(Stored data)
──────

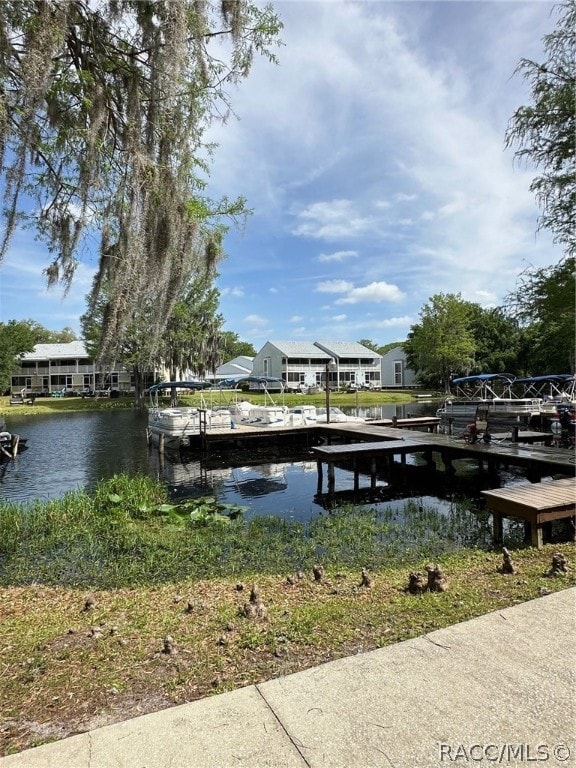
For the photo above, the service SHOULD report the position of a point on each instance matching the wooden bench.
(535, 503)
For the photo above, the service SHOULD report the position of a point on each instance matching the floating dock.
(535, 503)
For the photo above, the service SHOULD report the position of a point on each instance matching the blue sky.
(373, 159)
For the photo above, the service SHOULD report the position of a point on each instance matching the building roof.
(347, 349)
(241, 365)
(72, 349)
(299, 349)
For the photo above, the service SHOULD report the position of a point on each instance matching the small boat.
(174, 426)
(494, 395)
(10, 444)
(303, 415)
(336, 416)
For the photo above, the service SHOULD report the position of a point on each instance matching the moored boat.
(10, 444)
(507, 402)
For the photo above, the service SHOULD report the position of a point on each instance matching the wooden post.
(497, 532)
(331, 478)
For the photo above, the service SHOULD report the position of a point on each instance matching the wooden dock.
(535, 503)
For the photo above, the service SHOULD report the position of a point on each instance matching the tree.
(45, 336)
(498, 339)
(16, 337)
(544, 132)
(232, 346)
(192, 340)
(104, 105)
(544, 304)
(443, 342)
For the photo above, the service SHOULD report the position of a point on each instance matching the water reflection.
(71, 451)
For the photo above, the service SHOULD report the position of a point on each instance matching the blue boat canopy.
(235, 380)
(484, 377)
(179, 385)
(555, 377)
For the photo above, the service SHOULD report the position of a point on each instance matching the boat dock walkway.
(537, 460)
(535, 503)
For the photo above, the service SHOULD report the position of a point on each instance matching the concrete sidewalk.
(499, 689)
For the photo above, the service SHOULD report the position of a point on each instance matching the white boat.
(268, 416)
(303, 415)
(495, 397)
(174, 426)
(336, 416)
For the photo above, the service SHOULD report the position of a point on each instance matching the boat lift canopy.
(559, 386)
(484, 386)
(195, 385)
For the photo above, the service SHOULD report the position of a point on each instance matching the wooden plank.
(537, 504)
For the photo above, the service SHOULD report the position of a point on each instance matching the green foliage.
(498, 339)
(544, 131)
(545, 304)
(128, 533)
(231, 346)
(443, 342)
(104, 107)
(192, 339)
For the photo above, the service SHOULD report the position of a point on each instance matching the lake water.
(70, 451)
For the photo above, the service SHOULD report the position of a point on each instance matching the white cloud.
(236, 291)
(256, 320)
(380, 291)
(337, 256)
(334, 286)
(331, 220)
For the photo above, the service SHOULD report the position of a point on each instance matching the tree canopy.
(104, 105)
(544, 304)
(544, 132)
(442, 343)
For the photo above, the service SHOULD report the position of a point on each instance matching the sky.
(372, 158)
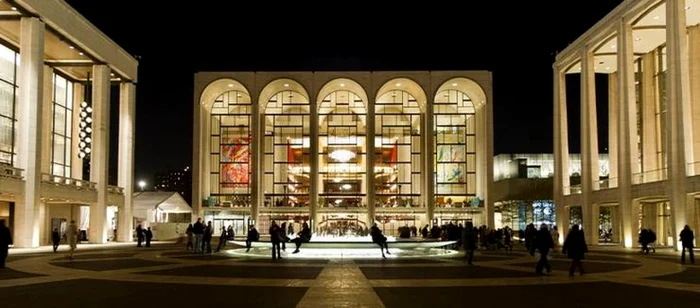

──────

(Aim of the task)
Arrange the lines of the items as a Markdown table with the columns Row, holding a running row number, and Line, holding the line. Start at the line with "the white cloud." and run up to and including the last line of the items, skipping blank lines and leaving the pictures out.

(The reply)
| Row | Line |
|---|---|
| 1 | For the photo above, the service SHOULD report the position of a point on each instance matching the white cloud. |
| 2 | (236, 291) |
| 3 | (256, 320) |
| 4 | (380, 291) |
| 5 | (337, 256) |
| 6 | (334, 286) |
| 7 | (331, 220) |
| 8 | For the photo above, the service SHOULD report the position of a point on each instance matching the tree canopy. |
| 9 | (104, 105) |
| 10 | (544, 304) |
| 11 | (544, 132) |
| 12 | (442, 343) |
| 13 | For the photo above, the service SHOULD report the position of a point on each instance matching the sky. |
| 14 | (372, 158) |